▶ THE REQUEST:
Could you give the records below back with every "single dot" swapped for "small cross", everything else unchanged and the pictures left out?

▶ INPUT RECORDS:
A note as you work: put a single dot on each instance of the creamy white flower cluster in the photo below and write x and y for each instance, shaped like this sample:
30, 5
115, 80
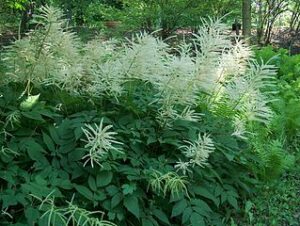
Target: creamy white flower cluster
196, 152
99, 141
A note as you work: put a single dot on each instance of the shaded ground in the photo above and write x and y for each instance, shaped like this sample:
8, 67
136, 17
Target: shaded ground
284, 38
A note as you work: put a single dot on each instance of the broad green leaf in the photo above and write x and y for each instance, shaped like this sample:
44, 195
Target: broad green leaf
202, 191
186, 215
200, 203
197, 220
49, 143
32, 215
116, 199
132, 205
179, 207
84, 191
146, 222
232, 201
92, 183
104, 178
161, 216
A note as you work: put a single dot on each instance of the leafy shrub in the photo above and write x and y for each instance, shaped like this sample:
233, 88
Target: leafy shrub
128, 129
287, 105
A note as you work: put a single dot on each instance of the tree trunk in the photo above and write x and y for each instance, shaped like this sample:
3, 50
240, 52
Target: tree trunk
246, 14
260, 23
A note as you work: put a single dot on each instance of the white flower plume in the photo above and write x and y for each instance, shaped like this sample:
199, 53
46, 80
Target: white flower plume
99, 142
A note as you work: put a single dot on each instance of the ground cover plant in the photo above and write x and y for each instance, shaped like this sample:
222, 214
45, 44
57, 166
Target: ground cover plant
133, 132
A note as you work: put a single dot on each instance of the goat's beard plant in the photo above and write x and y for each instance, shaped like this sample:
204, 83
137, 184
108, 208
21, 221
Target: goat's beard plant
211, 75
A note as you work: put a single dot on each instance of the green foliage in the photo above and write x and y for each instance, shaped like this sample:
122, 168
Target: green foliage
288, 104
129, 129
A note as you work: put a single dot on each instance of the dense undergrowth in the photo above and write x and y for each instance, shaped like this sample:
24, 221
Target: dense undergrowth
129, 133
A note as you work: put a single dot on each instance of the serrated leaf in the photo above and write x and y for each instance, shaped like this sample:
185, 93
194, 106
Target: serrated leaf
49, 143
179, 207
161, 216
104, 178
146, 222
132, 205
197, 220
202, 191
186, 215
85, 192
200, 203
32, 215
92, 183
116, 199
233, 202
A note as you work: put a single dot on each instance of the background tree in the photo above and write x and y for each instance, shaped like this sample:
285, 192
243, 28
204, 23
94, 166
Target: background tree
246, 15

▶ RESULT:
A note as you work: put a small cross on each instance of the creamy white flower cluster in the photo below and write x and y for each instance, shaped like this sample:
30, 5
115, 80
Target: creamy white flower cluster
196, 152
99, 141
A note as you work: put a small cross on each instance of the shaded ground in the photo above and write x and y for each instance, shaped like this sample:
8, 67
136, 17
Target: shaded ground
284, 38
A note as you work: put a small cross on each instance of the broad green leaf in the photo above and write x and y for each instance, shaped like this sample:
44, 195
Target: broad green leaf
202, 191
186, 215
200, 203
197, 220
49, 143
32, 215
116, 199
132, 205
179, 207
84, 191
146, 222
232, 201
92, 183
104, 178
161, 216
A note as you work: put a small cross on each instance of the leafy shrub in the photo above and write x and y for each instance, shaped like this sample:
233, 88
Target: leafy shrub
128, 129
287, 105
A note as you work: put a small cross on each instance of the tree trunk in the photo above and write x and y for each instance, shaped like this sample:
3, 50
240, 52
Target: tree trunk
246, 14
260, 23
A note as you work: put a small cross on each instance of the white flower plume in the photo above and write x and y for each instance, shaped like this sample:
199, 53
46, 80
Target: white flower plume
99, 142
A note as you work: put a small cross on each instance of the ground cover plant in the photo above and write x and y for each instance, shaped like this sample:
222, 214
45, 44
57, 166
Target: ground cover plant
133, 132
A note as you work: put a small cross on each instance of the goat's beard plant in the photo above and write x and y for each instance, shaped like this sample:
204, 83
137, 184
108, 208
21, 221
Target: goat's beard plant
211, 75
A note as you work: put a small cross on each instance of the green foliage in the photo above and write x and y for each instance, shaped like this sample:
122, 168
Target: green foliage
288, 104
129, 129
A note as you work: put a small cross on each instance of the dense undergrowth in the photo above and write x and y for each instance, shaped like this sample:
24, 221
Target: dense undergrowth
129, 133
A note as you work: put a small cross on each instance of the serrated leaf in the photo above and write x and y for each instance, shaped like this sample:
185, 93
194, 106
Target: serrated leaf
49, 143
179, 207
161, 216
104, 178
146, 222
132, 205
197, 220
202, 191
186, 215
85, 192
200, 203
32, 215
92, 183
116, 199
233, 202
A note as you work: put a small cross on each instance of the background tree in the photo above and write x and y for each instance, shaped like this sample:
285, 192
243, 28
204, 23
94, 166
Target: background tree
246, 15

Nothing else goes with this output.